#### WRITTEN TASK:
In the lines below, switch "mountain" to "peak" and leave everything else unchanged. Omit the pictures from your answer.

Named-object pointing records:
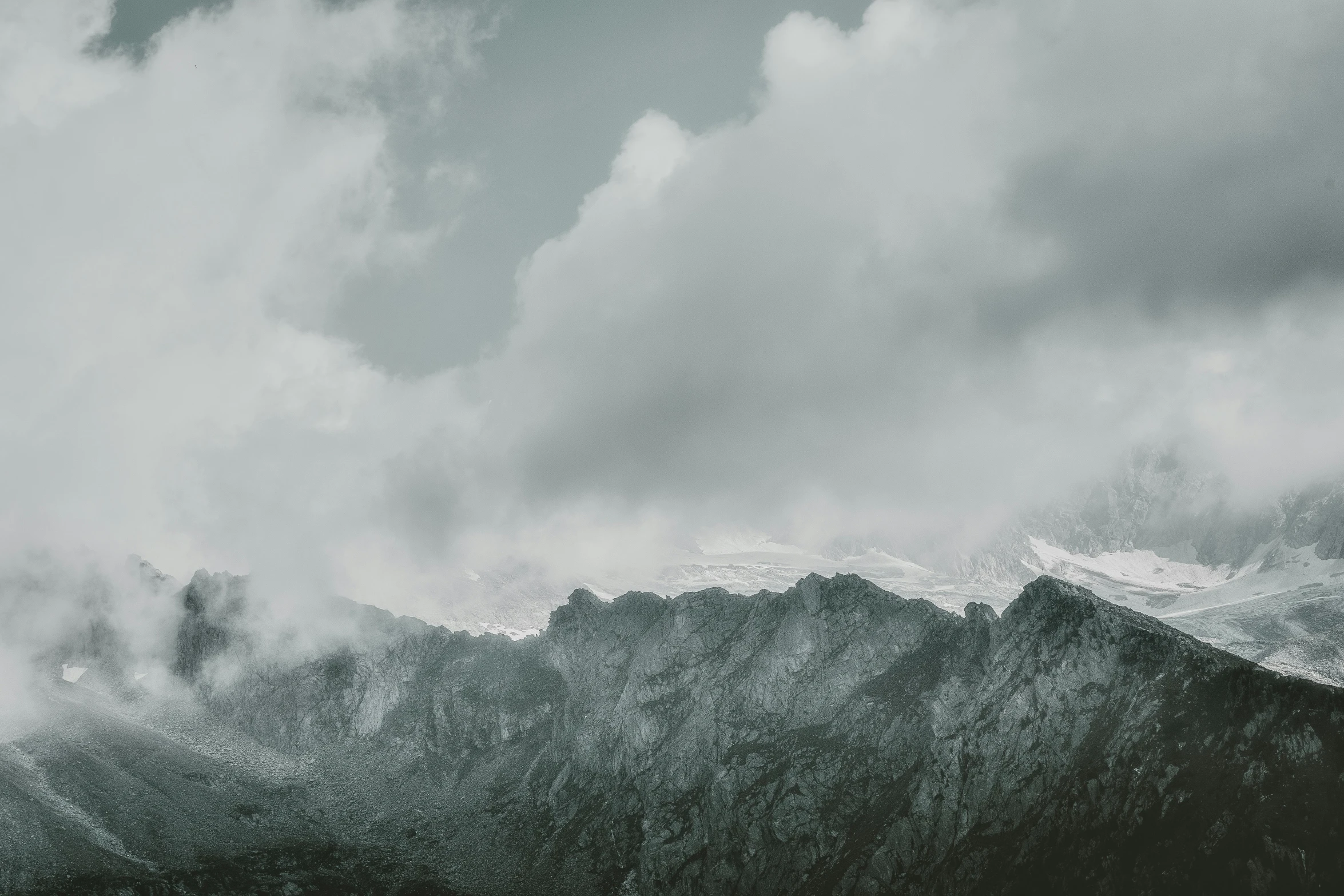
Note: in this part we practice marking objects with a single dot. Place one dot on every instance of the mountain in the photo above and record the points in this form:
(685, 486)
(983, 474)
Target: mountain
(830, 739)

#### SOLUTION TO THIS EXERCISE:
Note: in this part we practice marking objects with a single dot. Place one dot on every instance of the peak in the photo above and record the points in this form:
(685, 486)
(983, 474)
Target: peak
(830, 739)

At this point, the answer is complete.